DOCUMENT SECTION ▸

┏━━

Later the poet Kalidasa achieved fame for his dramas and occasional lyrics ; the German master Goethe revered them as art unmatched on earth or in heaven...
Iran and Egypt are further examples, snapped in midcourse like well-ropes – ancient splendor now gone arid. If Cathay escapes this roll call, it will be the greatest blessing life can offer. The reason ? The Englishman Carlyle said : "The man born to acquire an articulate voice and grandly sing the heart's meaning is his nation's raison d'être. Disjointed Italy was united in essence, having borne Dante, having Italian. The Czar of great Russia, with soldiers, bayonets, and cannon, does a great feat in ruling a great tract of land. Why has he no voice ? Something great in him perhaps, but he is a dumb greatness. When soldiers, bayonets and cannon are corroded, Dante's voice will be as before. With Dante, united ; but the voiceless Russian remains mere fragments".
Nietzsche was not hostile to primitives ; his claim that they embody new forces is irrefutable. A savage wilderness incubates the coming civiliization ; in primitives' teeming forms the light of day is immanent...
Russian silence ; then stirring sound. Russia was like a child, and not a mute ; an underground stream, not an old well. Indeed, the early 19th century produced Gogol, who inspired his countrymen with imperceptible tear-stained grief, compared by some to England's Shakespeare, whom Carlyle praised and idolized. Look around the worls, where each new contending voice has its own eloquence to inspire itself and convey the sublime to the world ; only India and those other ancient lands sit motionless, plunged in silence...

┗━━

REQUIRED TASK 1 ▸ In the passage on poets and national voices, who does it say some people compared Gogol to?
REQUIRED TASK 2 ▸ Continue the passage on poets and national voices with the next paragraph after its last sentence.

MATERIAL SUPPLIED ▸

┏━━

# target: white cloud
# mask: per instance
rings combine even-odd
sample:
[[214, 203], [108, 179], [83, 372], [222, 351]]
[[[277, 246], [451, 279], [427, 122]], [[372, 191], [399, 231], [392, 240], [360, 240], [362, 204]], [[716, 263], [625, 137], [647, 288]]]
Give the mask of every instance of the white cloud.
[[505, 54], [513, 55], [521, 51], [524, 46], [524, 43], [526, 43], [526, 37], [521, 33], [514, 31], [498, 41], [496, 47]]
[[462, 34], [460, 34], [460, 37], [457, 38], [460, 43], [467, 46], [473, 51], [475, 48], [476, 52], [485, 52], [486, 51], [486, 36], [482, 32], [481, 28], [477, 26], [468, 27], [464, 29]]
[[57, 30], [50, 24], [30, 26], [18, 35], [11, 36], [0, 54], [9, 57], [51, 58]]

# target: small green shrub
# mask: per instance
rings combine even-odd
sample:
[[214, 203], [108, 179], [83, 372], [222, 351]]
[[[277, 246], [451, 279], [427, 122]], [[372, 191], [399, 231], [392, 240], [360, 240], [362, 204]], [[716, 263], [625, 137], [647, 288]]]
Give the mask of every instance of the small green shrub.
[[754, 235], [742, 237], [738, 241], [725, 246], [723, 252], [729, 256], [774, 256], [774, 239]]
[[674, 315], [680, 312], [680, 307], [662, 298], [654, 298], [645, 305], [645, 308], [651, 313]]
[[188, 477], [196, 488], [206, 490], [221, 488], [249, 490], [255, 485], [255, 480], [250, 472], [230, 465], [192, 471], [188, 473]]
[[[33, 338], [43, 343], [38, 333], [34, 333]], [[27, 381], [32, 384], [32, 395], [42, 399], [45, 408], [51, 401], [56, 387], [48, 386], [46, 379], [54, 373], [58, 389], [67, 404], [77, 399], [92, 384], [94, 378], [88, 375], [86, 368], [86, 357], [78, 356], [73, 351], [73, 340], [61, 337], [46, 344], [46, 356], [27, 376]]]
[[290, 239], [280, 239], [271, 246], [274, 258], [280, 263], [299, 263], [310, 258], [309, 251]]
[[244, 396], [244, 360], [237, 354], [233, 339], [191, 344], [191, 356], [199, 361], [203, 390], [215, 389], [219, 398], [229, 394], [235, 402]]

┗━━
┏━━

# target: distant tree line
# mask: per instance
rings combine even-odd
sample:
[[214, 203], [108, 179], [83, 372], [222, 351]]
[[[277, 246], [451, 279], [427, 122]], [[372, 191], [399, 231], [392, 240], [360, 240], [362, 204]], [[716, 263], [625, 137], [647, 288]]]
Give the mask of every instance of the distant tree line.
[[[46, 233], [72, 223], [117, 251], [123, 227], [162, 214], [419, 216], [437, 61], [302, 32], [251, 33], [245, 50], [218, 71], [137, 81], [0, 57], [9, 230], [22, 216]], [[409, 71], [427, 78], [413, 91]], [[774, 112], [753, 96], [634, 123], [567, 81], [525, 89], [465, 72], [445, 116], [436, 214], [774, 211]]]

┗━━

EXERCISE RESULT 1 ▸ England's Shakespeare.

EXERCISE RESULT 2 ▸
I let the past drop here and seek new voices from abroad, an impulse provoked by concern for the past. I cannot detail each varied voice, but none has such power to inspire and language as gripping as Mara poetry. Borrowed from India, the 'Mara' – celestial demon, or 'Satan' in Europe – first denoted Byron. Now I apply it to those, among all the poets, who were committed to resistance, whose purpose was action but who were little loved by their age ; and I introduce their words, deeds, ideas, and the impact of their circles, from the sovereign Byron to a Magyar (Hungarian) man of letters. Each of the group had distinctive features and made his own nation's qualities splendid, but their general bent was the same : few would create conformist harmonies, but they'd bellow an audience to its feet, these iconoclasts whose spirit struck deep chords in later generations, extending to infinity...
Humanity began with heroism and bravado in wars of resistance : gradually civilization brought culture and changed ways ; in its new weakness, knowing the perils of charging forward, its idea was to revert to the feminine ; but a battle loomed from which it saw no escape, and imagination stirred, creating an ideal state set in a place as yet unattained if not in a time too distant to measure. Numerous Western philosophers have had this idea ever since Plato's "Republic". Although there were never any signs of peace, they still craned toward the future, spirits racing toward the longed-for grace, more committed than ever, perhaps a factor in human evolution...
Plato set up his imaninary "Republic", alleged that poets confuse the polity, and should be exiled ; states fair or foul, ideas high or low – these vary, but tactics are the same...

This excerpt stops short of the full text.